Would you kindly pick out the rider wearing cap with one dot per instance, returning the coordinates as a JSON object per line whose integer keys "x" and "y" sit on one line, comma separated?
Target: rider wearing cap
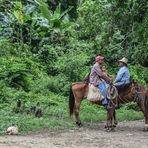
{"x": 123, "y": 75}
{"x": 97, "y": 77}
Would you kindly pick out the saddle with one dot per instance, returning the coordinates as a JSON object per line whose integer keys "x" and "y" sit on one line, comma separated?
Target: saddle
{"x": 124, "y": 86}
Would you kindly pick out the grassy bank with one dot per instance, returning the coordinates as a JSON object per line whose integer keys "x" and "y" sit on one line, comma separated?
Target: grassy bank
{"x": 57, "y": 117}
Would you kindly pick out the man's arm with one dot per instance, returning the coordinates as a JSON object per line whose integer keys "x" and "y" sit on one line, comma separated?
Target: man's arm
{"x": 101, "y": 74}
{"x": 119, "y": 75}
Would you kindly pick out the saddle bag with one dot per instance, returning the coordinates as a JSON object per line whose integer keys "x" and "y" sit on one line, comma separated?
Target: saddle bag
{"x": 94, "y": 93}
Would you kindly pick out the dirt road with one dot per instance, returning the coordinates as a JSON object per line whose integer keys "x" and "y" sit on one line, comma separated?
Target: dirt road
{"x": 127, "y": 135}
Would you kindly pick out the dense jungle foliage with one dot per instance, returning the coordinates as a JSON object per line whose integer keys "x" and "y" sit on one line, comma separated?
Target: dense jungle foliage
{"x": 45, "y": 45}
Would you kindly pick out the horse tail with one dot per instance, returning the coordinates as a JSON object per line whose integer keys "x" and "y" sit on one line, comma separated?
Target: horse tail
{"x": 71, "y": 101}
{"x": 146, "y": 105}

* * *

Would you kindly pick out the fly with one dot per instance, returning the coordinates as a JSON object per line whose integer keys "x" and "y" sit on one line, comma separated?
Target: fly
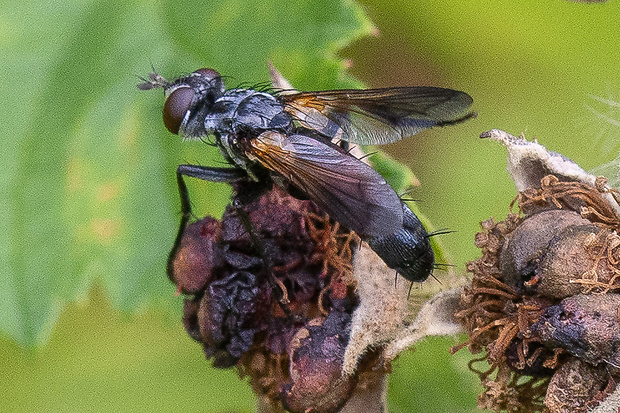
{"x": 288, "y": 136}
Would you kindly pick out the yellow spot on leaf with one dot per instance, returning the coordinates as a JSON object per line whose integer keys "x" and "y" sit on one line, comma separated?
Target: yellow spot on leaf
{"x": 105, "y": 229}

* * *

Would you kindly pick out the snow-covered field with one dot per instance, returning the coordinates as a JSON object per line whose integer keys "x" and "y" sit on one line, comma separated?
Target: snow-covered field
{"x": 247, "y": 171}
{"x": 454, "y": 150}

Directions for this task: Scan the listing above and copy all lines containing the word "with".

Task response:
Would you kindly pick out the rider wearing cap with one dot per instance, returning the coordinates as a JSON object per line whose integer keys "x" and "y" sit on one line, comma separated?
Would you kindly pick out the saddle with one dot per instance, returning the coordinates as a JSON object per line whose integer keys "x" and "y" sit on one line, comma separated?
Would you kindly pick out the grassy bank with one dot per instance, returning the coordinates as a JSON object per line whose integer keys "x" and "y" sit on one line, comma separated?
Would you kindly pick out the man's arm with one dot per instance, returning the coordinates as a JSON object per line whose integer keys "x" and "y" sit on one line, comma separated?
Would you kindly pick out the saddle bag with one dot per instance, returning the coordinates as a JSON object per line whose integer keys "x" and "y" sit on one line, comma separated?
Would you kindly pick out the dirt road with one dot per instance, returning the coordinates as a JSON object per line whose integer keys "x" and "y" sit on one line, comma separated?
Would you kindly pick out the dense jungle foliage with one dot per instance, returning the coordinates as a JSON object per line whose integer keys "x" and "y" sit on one line, comma separated?
Would you kindly pick out the horse tail with one dot per instance, returning the coordinates as a JSON object per line whose integer keys "x" and "y" sit on one line, comma separated?
Would you kindly pick out the fly with one dot per instance, returning the coordinates as a JSON object per line whose integer keys "x" and "y" sit on one line, comma separated?
Would you kindly pick out the yellow spot on leaf with one dot per instance, returning the coordinates as a JSON object per line whose integer keys "x" and "y" sit on one line, comma separated?
Would you kindly pick out the snow-covered field with one dot per instance, returning the coordinates as a JSON object per line whose integer keys "x" and "y" sit on one line, comma separated?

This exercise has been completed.